▸ **Work item**
Summarize the text about the rose-petal liqueur in three sentences.

It was the rose-petal liqueur that did it, and set me off on the story. Far more than rosewater with a splash of gin, perfume pours from the glass. In the mouth, more roses, but all sort of caramel-ish undertones that give the taste shadows and depths.
The recipe came, purportedly, from Persia. The rose we used didn’t. Though there are Persian roses in the garden here, we used the most strongly scented one we’ve ever come across. She came, not from Persia, but from the Paris of 1881: Mme. Isaac Pereire.
She’s normally grown as a rather lax bush, and all the books say that that is what she is. No way. She’s as greedy as her namesake’s husband. We planted her by an apple tree that probably been in the garden since the late 18th century. Not wanting obscurity, she’s turned herself into a climber, and now pours flowers from even the apple’s uppermost branches.
She was a banker’s wife. Quite a banker, too – though swindler might be a better description. But, once widowed, she turned out to be quite a lady. The Pereires had arrived in Paris from Portugal in 1741. The first Pereire was a mathematician, and an inventor of a sign language for the deaf and dumb. His son prospered, and his grandsons could dabble in banking For a while they rivalled even the Rothschilds in wealth, and could, with them, finance the equally vast speculation in railway development. The boom was unsustainable. Banks began to fold. Between 1846 to 1848 alone, 829 banks folded. The Pereires had to start all over again. They looked for new fish to catch, especially in the the huge property speculation set off by the redevelopment of Paris set in train by Napoleon III in 1850’s. They invented a company called the ‘Credit Mobilier’, which tapped the money hidden under the beds of the middle classes, many of whom were terrified of the social upheavals that wracked the teeming capital. The Pereires were back in the swim. Isaac married. They soon had hands in yet more railways, more steamboats, more property, and, it must be said, more hospitals and more charities. The New York Times of Wednesday, July 13, 1880, reported Isaac’s death. His young widow cannot have had too much consolation from the naming of rose after her in the following year.
She retired to the Chateau d’Armainvilliers, but had by no means ‘retired’. She became interested in flying machines, and financed the development of the extraordinary ‘L’Eole’, with bat-like wings, but a propellor for propulsion. Designed by Clement Ader, it’s first (and possibly only) flight was in the grounds of her estate. The strange machine managed to be airborne for fifty five yards.
Quite a woman. Quite a rose.
And it’s quite a liqueur – but it fills us with curiosity. After all, it’s a Persian recipe, so what about trying it with ‘Rose de Resht, or ‘Ispahan’, or other ancient Middle Eastern rose. What about Rosa officinalis, more ancient still? What about modern tea roses, with those delicious high notes of perfume. Or drowsily scented Japanese ‘rugosa’ roses – ‘Roseraie de L’Hay’ especially. Then, what about colour? Our liqueur is a tawny red, so what about using white roses – ‘Mme Hardy’, say, or ‘Alba Maxima’? So, the garden needs yet more roses. And very much less rain.

▸ **Dataset extract**
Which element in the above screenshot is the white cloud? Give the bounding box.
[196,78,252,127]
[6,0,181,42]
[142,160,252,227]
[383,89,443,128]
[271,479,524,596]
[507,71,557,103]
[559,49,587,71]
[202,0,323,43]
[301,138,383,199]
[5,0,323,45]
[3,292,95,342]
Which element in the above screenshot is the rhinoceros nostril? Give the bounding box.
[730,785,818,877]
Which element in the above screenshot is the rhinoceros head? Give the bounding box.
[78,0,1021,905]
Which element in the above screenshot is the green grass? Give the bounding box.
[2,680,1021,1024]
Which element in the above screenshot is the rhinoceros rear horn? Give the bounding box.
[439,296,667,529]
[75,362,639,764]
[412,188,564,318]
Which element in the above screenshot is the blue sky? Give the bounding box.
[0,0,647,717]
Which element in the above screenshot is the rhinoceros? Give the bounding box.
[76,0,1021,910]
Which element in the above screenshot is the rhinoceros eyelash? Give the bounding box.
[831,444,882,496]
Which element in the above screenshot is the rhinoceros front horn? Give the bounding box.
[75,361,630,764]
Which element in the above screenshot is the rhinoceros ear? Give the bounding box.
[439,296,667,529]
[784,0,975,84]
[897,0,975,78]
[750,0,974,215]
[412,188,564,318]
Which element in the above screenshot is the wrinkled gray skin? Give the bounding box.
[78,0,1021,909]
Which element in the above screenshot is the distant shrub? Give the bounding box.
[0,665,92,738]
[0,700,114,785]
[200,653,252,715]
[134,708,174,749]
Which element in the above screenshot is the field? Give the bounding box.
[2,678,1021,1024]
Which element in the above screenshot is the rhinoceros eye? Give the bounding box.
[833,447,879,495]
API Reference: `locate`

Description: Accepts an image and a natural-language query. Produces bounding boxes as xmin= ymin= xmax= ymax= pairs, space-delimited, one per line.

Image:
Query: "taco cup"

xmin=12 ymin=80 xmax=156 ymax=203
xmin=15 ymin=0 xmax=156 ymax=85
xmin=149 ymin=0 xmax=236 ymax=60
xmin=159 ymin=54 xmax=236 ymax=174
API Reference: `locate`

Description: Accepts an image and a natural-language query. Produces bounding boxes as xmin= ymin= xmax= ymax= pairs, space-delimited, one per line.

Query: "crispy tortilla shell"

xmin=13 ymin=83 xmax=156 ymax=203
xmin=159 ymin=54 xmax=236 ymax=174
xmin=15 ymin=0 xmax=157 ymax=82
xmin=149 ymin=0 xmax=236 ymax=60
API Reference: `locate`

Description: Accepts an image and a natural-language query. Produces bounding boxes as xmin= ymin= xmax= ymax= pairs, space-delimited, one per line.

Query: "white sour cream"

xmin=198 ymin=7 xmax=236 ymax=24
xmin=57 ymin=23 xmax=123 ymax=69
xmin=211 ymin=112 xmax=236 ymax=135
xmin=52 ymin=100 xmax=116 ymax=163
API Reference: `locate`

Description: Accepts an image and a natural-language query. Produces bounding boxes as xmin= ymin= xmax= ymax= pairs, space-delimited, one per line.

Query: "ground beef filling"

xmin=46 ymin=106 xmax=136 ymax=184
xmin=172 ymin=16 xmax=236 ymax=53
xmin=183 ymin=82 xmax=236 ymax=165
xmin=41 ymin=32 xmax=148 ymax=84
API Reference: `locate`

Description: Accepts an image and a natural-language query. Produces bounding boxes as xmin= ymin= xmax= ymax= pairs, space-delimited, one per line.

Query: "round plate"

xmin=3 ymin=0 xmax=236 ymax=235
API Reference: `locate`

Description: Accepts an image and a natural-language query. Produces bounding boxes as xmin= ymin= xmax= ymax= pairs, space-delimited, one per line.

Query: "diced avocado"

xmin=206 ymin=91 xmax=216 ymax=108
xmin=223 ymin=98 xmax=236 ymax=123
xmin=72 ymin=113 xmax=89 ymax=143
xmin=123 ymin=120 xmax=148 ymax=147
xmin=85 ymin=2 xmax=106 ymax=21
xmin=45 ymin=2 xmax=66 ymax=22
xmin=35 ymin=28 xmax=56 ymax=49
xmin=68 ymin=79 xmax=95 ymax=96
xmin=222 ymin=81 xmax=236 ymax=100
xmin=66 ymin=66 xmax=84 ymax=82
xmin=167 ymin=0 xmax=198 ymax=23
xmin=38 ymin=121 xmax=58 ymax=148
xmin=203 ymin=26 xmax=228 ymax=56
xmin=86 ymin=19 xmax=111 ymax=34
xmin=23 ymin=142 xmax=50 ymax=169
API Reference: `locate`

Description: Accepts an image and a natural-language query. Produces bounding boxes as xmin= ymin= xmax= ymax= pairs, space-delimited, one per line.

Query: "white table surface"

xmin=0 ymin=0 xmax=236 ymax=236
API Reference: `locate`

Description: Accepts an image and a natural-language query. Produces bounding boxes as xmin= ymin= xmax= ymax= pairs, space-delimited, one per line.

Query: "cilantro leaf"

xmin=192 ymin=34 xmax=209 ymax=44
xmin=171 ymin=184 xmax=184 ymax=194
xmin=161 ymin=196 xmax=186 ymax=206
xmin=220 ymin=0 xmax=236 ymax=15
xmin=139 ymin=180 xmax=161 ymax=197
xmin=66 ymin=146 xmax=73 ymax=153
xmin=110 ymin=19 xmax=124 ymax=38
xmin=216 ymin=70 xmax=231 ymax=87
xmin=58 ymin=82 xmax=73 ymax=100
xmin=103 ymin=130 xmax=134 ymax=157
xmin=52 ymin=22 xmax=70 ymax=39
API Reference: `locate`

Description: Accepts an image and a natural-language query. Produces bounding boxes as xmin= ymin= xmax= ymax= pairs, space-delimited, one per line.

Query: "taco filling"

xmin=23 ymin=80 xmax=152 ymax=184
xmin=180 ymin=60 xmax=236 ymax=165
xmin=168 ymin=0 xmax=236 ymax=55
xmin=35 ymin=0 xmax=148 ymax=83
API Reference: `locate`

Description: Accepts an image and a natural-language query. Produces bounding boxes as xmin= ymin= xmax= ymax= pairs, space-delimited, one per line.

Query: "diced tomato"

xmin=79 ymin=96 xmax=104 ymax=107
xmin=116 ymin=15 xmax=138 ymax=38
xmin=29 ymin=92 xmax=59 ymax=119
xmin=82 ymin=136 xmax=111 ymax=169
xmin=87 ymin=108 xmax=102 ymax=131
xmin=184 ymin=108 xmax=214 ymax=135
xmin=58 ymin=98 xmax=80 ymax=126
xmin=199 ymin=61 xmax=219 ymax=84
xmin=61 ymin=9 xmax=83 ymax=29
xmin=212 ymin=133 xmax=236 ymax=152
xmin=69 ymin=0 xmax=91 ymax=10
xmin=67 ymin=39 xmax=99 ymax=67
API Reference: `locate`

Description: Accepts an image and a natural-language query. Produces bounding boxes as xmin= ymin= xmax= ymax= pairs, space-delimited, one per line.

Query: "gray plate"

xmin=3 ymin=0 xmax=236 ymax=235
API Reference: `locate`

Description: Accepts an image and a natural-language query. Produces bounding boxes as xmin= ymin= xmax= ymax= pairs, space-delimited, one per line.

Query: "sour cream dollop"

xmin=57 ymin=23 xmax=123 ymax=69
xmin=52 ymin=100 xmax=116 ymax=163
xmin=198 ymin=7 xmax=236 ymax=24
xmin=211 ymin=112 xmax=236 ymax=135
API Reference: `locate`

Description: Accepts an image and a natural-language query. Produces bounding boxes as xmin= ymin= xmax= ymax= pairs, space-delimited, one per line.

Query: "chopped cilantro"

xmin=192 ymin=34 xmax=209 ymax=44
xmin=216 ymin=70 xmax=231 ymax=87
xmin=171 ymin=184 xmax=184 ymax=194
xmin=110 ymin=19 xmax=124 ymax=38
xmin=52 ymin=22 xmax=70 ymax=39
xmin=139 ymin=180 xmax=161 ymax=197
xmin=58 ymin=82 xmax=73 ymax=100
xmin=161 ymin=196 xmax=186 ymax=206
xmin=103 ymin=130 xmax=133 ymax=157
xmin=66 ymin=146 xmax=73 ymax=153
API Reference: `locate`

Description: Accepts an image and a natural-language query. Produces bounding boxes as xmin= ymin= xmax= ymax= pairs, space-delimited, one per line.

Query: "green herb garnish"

▸ **Result**
A rose-petal liqueur made from a recipe said to come from Persia used Mme. Isaac Pereire, a strongly scented rose from the Paris of 1881 that has become a climber and now flowers from the top of an old apple tree in the garden. The rose is named for the wife of Isaac Pereire, whose banking family once rivaled the Rothschilds, had to start over when banks folded, and recovered through the Credit Mobilier. After his death was reported in 1880, she financed Clement Ader's bat-winged "L'Eole," which flew fifty-five yards on her estate, and the liqueur now prompts ideas of trying other roses, so the garden needs more roses and less rain.